| Quoted text |
━━━
The typical Hollywood myth portrays professional blackjack players as walking databanks — “Rain Man” clones with incredible photographic memories. The truth is that anyone with an average aptitude can learn to count cards and become a winning player. I do possess an exceptional memory, but my main strength was a dogged tenaciousness. I read everything by gifted players who came before me: brilliant men like Uston and Wong. I absorbed their advice and refined it, extracting every last ounce of theoretical edge card counters can gain over the house. Then, before ever setting foot in a casino, I disciplined myself to play like a machine, honing my skills with over a hundred practice hours at home, drilling relentlessly until all decisions and calculations became as natural as breathing. For example, I practiced talking while rapidly counting down decks, pushing myself until I could eventually fly through fifty-two cards in 12-14 seconds.
Confident of my skills, I attacked any blackjack game up to six decks that offered good rules and great penetration, but I quickly realized that playing against one deck was the easiest way to beat the game. (Counting six decks is not more difficult than counting one, but the edge rarely rises as high and the win rate is usually lower in multiple decks.) However, some experts recommended playing only shoe games because pit bosses watched single deck so closely. A contrarian by nature, I refused to follow the herd and vowed early on to play only the very best games, and one and two deck offered the largest advantage for straight card counting. So while most counters flocked like lemmings to the shoes, I sought out hand-held games whenever possible. I still played some six-deck tables but disciplined myself to lay cash on the felt only for the strongest games, which meant that many days, I spent more time walking, in search of ideal conditions, than playing.
Another important quality a professional blackjack player needs is drive. To stay under the radar of casino surveillance, I constantly moved around. While most pros habitually returned to Las Vegas, I visited small towns far off the beaten path and braved icy roads to play Lake Tahoe when one casino there set up a potentially lucrative “over/under 13” side bet.
In the last decade, I took advantage of the gambling explosion across America’s heartland and played numerous riverboats and Indian reservations. Mississippi combined high limits with the world’s best single-deck blackjack. A casino in Minnesota made me an offer I couldn’t refuse, and I spent a week playing a sensational double-deck game with special rules. Once, I drove all night from Chicago to take advantage of a 2 to 1 promotion on blackjacks, 800 miles away in Vicksburg.
Finding the hottest clubs took hard work and extra effort. In my pursuit of profitable games, I traveled all over the world to places like the Dominican Republic where I played private tables in small, dirty, and dangerous casinos. Needless to say, navigating other cultures is challenging and often unpredictable. I flew to the Orient when they instituted rare bonuses for five-card hands, only to get my winnings paid with counterfeit money by one casino. I made only one gambling trip to Europe, but it was profitable as I pounded several clubs in Belgium offering an advantageous early-surrender rule.
━━━
Point-labeling records:
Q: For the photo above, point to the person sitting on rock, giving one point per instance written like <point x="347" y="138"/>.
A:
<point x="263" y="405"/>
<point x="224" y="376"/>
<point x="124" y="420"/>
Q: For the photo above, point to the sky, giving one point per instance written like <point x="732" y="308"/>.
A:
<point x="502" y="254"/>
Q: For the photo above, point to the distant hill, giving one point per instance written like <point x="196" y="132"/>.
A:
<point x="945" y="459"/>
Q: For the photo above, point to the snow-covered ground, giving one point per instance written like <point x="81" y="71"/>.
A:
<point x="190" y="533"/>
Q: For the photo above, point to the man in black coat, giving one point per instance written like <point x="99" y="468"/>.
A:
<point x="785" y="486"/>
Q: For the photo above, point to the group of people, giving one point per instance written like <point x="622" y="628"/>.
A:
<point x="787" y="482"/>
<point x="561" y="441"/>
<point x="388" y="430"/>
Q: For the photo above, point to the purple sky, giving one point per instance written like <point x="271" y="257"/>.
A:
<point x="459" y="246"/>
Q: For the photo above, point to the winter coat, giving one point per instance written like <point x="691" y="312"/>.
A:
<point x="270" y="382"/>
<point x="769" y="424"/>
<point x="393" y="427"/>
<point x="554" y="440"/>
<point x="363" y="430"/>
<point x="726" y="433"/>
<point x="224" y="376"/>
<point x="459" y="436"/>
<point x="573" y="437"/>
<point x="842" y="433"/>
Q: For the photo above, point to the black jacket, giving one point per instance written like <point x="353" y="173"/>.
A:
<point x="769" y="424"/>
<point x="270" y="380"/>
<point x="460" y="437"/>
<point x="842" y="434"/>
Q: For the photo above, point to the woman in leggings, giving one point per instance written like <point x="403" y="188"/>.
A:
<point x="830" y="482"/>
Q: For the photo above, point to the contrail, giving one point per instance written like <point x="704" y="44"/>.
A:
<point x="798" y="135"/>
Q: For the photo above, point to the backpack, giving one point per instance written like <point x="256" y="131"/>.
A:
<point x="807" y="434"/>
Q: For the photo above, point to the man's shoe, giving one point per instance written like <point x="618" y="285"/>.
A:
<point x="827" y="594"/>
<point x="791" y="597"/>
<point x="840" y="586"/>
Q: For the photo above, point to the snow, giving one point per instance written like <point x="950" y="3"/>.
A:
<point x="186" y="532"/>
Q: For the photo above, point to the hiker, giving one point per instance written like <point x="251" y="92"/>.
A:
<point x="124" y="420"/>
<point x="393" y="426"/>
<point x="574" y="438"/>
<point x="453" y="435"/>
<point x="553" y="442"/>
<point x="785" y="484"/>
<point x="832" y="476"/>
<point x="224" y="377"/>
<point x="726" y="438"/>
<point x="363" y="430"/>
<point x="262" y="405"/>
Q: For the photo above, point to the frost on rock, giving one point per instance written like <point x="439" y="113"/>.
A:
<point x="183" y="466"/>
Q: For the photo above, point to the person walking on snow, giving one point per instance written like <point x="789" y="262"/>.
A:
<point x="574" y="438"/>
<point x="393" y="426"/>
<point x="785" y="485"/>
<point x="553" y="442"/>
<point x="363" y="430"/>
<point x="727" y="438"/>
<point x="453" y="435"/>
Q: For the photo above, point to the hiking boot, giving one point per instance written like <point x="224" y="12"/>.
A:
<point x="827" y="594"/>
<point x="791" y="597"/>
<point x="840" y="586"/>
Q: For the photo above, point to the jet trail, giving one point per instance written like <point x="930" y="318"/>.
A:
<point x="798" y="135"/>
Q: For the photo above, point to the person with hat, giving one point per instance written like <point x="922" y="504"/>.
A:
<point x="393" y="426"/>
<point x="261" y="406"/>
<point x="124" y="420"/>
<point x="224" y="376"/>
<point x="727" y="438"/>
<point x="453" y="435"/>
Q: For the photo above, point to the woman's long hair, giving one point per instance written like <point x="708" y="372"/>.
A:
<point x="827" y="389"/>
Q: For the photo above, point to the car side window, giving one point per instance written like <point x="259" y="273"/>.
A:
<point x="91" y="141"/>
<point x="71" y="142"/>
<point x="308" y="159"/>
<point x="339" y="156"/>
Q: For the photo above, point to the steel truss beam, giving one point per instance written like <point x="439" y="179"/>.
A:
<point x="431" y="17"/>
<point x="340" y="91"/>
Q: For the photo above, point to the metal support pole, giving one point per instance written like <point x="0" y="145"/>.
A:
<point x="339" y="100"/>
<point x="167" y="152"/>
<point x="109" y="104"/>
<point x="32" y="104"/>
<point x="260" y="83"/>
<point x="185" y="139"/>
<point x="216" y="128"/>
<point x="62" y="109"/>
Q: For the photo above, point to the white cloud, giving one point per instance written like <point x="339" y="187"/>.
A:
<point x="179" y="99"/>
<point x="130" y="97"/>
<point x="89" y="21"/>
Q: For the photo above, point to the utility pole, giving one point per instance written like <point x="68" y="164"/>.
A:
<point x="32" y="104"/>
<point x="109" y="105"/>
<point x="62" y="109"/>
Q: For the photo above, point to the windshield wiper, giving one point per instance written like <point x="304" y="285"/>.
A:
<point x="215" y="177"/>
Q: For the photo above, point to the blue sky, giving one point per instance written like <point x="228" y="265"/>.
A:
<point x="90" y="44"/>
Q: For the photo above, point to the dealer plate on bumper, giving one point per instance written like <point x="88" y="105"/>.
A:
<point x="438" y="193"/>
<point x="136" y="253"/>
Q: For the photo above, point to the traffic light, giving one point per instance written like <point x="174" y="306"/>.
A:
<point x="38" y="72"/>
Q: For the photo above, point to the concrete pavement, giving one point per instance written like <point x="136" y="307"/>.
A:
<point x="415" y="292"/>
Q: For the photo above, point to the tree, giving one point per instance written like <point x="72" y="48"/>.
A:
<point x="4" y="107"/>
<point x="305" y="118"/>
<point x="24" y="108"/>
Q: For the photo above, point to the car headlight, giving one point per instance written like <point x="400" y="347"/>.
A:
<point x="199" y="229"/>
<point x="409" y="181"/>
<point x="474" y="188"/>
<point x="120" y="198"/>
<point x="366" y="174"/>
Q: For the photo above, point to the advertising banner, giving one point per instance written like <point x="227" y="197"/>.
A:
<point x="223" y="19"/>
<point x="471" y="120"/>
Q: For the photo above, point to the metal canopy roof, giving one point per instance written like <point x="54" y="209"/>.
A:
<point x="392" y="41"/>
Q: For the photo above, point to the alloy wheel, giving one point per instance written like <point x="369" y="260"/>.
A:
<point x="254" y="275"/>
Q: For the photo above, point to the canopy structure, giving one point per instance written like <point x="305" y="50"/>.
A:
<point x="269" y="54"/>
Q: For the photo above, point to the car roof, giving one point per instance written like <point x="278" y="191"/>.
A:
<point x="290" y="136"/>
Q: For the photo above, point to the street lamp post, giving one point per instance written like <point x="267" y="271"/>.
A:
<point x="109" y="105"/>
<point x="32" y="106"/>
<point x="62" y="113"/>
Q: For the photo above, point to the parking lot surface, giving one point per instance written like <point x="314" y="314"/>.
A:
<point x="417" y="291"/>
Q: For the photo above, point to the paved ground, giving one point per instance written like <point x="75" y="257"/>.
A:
━━━
| Directions |
Decide whether each statement agrees with the blackjack text, answering yes or no and quoting the words from the text that settle it. 1. The writer practiced for over a hundred hours at home before playing in a casino. 2. Counting six decks is harder than counting one. 3. The writer made several gambling trips to Europe. The records aren't needed for what comes next.

| Expected answer |
1. Yes: "honing my skills with over a hundred practice hours at home"
2. No: "Counting six decks is not more difficult than counting one"
3. No: "I made only one gambling trip to Europe"